Task A: According to the biography of Fernando Peña López, in what year did he earn his PhD from Universidade da Coruña?
Task B: From the biography of Fernando Peña López, extract the passage starting at "Fernando Peña López" and ending at "Coimbra and Fordham.".
Task C: Write what comes next in the biography of Fernando Peña López, picking up after its final sentence.
━━━ Text
Fernando Peña López is a Spanish lawyer and university professor specialized in civil law, and the current director of Fundación INADE-UDC Chair of risk management and insurance at Universidade da Coruña. He is an expert in civil liability, insurance law, and consumer law, and is author of publications in this field. He has worked as of Counsel for law firms and acted as am arbitrator of the Galician Arbitration Court. He earned a PhD from Universidade da Coruña in 2000 with a thesis on culpability in extracontractual civil liability, and furthered his studies at the universities of Roma-La Sapienza, Montpellier, Coimbra and Fordham.

==Academic achievements==
As part of the activities of his Fundación INADE-UDC Chair of risk management and insurance at Universidade da Coruña, Peña introduced an innovative mock trial program known as Veredicto Ejemplar, which is already in its third edition.

==International affairs==
Fernando Peña was director of the international relations office of Universidade da Coruña between 2012 and 2015, period in which he promoted the use of English as a medium of instruction, relations with multinational firms such as Inditex, and the creation of an International Summer School. He was also one of the coordinators of an EU-funded TEMPUS project on Reform of Education THru INternational Knowledge exchange (RETHINK), coordinated by the University of Lisbon, which allowed him to cooperate with universities in countries such as Armenia, Azerbaijan, Belarus, Georgia, Moldova, and Ukraine. In 2015 he engaged on a tour of Romania that allowed him to visit several universities and culminated with the signature of a double degree agreement with Valentin Popa, rector of the University of Suceava, who would later become minister of education of Romania.
━━━━━━
━━━ Data under study
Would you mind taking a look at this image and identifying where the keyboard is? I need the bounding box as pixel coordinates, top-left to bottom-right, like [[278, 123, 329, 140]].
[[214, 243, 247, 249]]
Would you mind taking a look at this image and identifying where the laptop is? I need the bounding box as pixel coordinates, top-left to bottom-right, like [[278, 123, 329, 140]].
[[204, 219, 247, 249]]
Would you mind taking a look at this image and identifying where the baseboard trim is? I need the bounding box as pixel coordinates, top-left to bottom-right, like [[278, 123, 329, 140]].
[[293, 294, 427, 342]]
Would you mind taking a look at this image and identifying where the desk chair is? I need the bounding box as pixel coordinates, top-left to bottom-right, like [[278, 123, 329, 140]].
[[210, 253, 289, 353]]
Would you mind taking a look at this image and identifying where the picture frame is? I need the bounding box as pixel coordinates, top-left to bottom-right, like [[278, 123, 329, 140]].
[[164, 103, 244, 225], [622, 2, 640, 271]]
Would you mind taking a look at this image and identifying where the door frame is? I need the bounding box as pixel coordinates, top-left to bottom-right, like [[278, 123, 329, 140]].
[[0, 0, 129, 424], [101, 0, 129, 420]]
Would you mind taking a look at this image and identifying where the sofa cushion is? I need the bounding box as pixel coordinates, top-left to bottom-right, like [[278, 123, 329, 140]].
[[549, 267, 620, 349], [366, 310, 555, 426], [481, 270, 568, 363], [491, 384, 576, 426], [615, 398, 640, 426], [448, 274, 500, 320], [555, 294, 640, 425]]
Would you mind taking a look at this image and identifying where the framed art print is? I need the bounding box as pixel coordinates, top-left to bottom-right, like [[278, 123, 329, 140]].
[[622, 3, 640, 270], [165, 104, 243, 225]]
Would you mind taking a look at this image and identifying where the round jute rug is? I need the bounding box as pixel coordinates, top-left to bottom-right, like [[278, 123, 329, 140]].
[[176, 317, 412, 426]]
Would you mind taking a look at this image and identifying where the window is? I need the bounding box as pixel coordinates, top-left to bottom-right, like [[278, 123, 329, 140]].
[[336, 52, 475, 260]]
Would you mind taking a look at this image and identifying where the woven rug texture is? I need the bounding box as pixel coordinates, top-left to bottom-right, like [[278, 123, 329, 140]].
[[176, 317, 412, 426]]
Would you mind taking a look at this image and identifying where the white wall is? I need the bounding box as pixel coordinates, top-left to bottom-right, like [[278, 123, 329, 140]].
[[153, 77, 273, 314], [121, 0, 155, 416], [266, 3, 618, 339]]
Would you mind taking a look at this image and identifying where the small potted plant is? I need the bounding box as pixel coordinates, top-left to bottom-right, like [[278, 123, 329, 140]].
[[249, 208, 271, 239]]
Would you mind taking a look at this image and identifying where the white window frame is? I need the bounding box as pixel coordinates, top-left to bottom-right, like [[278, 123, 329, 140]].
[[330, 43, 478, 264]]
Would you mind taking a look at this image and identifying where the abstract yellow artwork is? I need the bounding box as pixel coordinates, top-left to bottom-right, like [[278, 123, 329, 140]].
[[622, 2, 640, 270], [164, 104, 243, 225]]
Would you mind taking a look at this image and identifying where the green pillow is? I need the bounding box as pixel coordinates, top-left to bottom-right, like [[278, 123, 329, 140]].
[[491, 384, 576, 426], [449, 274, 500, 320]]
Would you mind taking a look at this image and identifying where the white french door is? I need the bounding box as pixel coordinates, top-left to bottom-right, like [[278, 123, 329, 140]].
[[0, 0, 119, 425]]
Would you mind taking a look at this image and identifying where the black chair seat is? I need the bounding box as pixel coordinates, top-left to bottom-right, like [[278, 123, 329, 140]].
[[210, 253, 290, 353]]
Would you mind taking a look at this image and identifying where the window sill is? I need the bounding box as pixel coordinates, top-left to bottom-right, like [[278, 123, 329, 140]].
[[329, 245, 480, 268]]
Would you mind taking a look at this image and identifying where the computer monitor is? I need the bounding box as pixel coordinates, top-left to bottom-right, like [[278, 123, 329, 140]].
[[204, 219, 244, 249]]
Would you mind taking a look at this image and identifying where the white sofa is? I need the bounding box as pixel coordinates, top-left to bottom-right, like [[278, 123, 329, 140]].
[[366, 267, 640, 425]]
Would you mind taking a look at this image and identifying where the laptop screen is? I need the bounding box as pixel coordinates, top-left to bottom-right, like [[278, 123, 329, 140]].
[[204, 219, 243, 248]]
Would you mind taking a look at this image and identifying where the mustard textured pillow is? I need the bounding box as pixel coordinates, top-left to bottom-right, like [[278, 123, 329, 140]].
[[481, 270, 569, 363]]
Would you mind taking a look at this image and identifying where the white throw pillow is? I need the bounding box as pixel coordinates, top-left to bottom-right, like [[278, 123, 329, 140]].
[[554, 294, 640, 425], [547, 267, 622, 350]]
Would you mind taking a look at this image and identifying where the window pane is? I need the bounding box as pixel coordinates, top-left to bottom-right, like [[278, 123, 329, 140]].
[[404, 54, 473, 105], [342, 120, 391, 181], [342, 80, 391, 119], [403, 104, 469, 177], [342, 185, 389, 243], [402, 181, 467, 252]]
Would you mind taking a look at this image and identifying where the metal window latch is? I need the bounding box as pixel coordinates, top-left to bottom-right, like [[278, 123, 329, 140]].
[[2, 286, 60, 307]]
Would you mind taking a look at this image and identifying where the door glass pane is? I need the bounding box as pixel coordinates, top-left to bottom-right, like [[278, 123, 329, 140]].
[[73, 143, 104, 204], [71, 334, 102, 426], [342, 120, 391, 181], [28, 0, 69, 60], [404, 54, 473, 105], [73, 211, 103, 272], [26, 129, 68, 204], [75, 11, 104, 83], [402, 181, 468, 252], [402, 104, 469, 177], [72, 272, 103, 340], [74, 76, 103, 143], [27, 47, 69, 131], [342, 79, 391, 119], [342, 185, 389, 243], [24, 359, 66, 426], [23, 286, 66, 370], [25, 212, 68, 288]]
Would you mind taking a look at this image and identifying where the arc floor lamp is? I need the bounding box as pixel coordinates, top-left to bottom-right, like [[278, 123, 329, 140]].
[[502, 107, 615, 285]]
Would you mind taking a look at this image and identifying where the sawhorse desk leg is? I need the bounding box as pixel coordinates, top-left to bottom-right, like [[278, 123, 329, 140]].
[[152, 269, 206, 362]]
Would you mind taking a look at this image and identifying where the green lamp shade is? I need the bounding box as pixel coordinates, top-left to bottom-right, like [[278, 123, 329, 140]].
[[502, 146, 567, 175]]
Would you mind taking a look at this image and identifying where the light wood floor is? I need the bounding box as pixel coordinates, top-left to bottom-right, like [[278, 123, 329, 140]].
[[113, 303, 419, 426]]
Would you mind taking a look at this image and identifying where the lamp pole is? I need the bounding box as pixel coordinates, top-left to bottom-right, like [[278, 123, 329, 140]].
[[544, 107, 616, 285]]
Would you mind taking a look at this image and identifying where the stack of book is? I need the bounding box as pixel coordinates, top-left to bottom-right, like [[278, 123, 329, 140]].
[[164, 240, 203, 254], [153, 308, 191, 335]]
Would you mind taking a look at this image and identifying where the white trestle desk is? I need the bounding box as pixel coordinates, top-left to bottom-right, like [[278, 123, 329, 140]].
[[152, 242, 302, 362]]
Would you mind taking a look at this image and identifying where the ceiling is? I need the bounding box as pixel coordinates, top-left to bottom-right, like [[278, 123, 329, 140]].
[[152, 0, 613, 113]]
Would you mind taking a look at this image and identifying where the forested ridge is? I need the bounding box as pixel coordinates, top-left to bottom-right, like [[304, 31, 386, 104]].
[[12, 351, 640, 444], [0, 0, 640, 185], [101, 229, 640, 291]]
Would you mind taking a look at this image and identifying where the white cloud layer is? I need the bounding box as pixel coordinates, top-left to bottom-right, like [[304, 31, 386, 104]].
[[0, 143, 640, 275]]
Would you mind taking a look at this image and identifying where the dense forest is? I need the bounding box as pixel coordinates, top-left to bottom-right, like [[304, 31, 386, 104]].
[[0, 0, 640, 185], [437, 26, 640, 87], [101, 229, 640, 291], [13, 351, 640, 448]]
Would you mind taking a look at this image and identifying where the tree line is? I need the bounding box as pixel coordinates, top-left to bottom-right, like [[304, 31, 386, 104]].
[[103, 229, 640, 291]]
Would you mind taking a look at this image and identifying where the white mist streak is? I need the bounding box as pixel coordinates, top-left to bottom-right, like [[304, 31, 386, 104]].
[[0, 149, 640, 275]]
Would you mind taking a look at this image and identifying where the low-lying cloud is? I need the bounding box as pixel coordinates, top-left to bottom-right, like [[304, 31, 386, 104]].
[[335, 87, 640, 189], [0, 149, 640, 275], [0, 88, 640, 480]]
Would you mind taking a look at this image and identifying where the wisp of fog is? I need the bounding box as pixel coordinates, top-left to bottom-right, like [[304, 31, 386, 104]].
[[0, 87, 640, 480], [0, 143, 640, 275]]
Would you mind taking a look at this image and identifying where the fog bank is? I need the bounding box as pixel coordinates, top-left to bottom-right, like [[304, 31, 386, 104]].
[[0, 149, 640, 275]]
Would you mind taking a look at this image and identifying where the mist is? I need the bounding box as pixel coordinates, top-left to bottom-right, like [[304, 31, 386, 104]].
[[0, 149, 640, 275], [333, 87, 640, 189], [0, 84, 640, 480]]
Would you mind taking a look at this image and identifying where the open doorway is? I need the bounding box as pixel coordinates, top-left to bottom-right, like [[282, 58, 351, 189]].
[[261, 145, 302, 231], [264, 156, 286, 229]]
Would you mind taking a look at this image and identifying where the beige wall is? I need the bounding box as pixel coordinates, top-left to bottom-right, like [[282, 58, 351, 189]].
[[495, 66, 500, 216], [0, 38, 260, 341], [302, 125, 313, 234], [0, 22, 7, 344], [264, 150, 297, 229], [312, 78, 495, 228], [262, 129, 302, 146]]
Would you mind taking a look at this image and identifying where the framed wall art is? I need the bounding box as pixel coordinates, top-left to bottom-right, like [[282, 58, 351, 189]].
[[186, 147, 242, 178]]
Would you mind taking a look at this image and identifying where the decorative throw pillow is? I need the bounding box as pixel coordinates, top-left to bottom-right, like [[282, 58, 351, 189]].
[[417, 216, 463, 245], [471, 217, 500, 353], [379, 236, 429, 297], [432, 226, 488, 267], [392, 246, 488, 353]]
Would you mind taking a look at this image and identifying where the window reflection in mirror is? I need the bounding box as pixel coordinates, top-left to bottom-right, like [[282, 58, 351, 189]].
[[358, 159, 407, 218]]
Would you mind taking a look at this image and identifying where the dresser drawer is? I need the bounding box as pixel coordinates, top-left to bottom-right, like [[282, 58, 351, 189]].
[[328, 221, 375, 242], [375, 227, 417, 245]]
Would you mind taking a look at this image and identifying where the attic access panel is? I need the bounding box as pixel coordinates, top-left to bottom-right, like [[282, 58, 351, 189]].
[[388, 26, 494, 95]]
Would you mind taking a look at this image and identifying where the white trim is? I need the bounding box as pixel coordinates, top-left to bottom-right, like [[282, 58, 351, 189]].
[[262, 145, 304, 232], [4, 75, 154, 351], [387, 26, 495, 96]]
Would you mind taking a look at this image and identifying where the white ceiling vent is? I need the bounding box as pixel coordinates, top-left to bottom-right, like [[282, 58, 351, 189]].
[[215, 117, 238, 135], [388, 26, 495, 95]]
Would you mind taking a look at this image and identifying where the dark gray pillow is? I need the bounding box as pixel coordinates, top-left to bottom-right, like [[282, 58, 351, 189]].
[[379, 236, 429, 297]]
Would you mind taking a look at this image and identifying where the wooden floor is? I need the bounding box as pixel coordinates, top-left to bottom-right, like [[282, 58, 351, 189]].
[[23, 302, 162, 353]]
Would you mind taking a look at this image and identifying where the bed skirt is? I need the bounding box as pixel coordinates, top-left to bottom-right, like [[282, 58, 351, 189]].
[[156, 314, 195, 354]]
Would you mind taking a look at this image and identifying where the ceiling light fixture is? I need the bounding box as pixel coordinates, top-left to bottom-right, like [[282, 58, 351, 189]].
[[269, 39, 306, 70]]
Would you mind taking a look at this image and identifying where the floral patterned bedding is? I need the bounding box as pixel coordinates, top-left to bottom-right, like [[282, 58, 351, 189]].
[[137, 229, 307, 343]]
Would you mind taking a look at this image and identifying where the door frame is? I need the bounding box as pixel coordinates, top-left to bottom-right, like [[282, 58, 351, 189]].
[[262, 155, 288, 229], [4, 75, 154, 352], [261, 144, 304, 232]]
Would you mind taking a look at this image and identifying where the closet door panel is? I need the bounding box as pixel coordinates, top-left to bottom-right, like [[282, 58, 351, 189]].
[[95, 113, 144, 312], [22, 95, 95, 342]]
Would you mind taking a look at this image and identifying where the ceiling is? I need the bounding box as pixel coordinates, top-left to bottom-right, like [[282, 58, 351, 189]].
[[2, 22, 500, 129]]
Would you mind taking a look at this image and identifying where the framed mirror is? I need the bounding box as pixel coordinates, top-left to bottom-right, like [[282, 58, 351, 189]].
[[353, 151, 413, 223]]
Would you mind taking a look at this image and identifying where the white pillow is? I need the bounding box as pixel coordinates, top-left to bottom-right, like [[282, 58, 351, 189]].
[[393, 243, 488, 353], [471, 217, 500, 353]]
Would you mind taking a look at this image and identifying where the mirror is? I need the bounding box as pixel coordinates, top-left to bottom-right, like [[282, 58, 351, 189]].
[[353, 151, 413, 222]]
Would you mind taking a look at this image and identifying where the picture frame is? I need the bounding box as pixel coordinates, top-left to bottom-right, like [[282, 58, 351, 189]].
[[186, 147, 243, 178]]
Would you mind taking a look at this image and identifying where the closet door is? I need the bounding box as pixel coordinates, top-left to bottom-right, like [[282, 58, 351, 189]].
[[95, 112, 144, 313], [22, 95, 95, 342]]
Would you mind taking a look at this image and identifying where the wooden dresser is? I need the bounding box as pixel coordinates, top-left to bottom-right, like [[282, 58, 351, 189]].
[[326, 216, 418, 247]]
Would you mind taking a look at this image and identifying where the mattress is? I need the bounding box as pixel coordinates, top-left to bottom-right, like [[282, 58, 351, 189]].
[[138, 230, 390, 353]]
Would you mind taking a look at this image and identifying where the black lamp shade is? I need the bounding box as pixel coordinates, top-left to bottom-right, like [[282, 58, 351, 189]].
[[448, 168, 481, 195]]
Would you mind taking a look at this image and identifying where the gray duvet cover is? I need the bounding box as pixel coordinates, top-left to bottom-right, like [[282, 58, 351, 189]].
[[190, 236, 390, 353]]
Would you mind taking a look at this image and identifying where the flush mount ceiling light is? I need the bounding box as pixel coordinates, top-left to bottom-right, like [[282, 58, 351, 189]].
━━━━━━
Your response A: 2000

Your response B:
Fernando Peña López is a Spanish lawyer and university professor specialized in civil law, and the current director of Fundación INADE-UDC Chair of risk management and insurance at Universidade da Coruña. He is an expert in civil liability, insurance law, and consumer law, and is author of publications in this field. He has worked as of Counsel for law firms and acted as am arbitrator of the Galician Arbitration Court. He earned a PhD from Universidade da Coruña in 2000 with a thesis on culpability in extracontractual civil liability, and furthered his studies at the universities of Roma-La Sapienza, Montpellier, Coimbra and Fordham.

Your response C:
== Publications ==
- Peña López, F. (2002). La culpabilidad en la responsabilidad civil extracontractual. Comares. (in Spanish). Editorial Comares. ISBN 978-84-8444-496-1.
- Busto Lago, J. M., Álvarez Lata, N., & Peña López, F. (2005). Reclamaciones de consumo: derecho de consumo desde la perspectiva del consumidor. Thomson/Aranzadi; Ministerio de Sanidad y Consumo: Instituto Nacional del Consumo.
- Álvarez Lata, N., Busto Lago, J. M., & Peña López, F. (Dir.) (2015). Curso de derecho civil de Galicia. Atelier.
- Peña López, F., & Carrasco Perera, A. (2018). La Responsabilidad civil por daños a la libre competencia : un análisis de las normas de derecho sustantivo contenidas en el Título VI de la Ley de defensa de la competencia, mediante las que se transpone la Directiva 2014/104/UE. Tirant lo Blanch.
- Busto Lago, J. M., ÁLvarez Lata, N., Peña López, F., & Collado-Rodriguez, N. (2020). Reclamaciones de consumo : materiales para la construcción de un Tratado de Derecho de consumo (4ª ed). Thomson Reuters Aranzadi.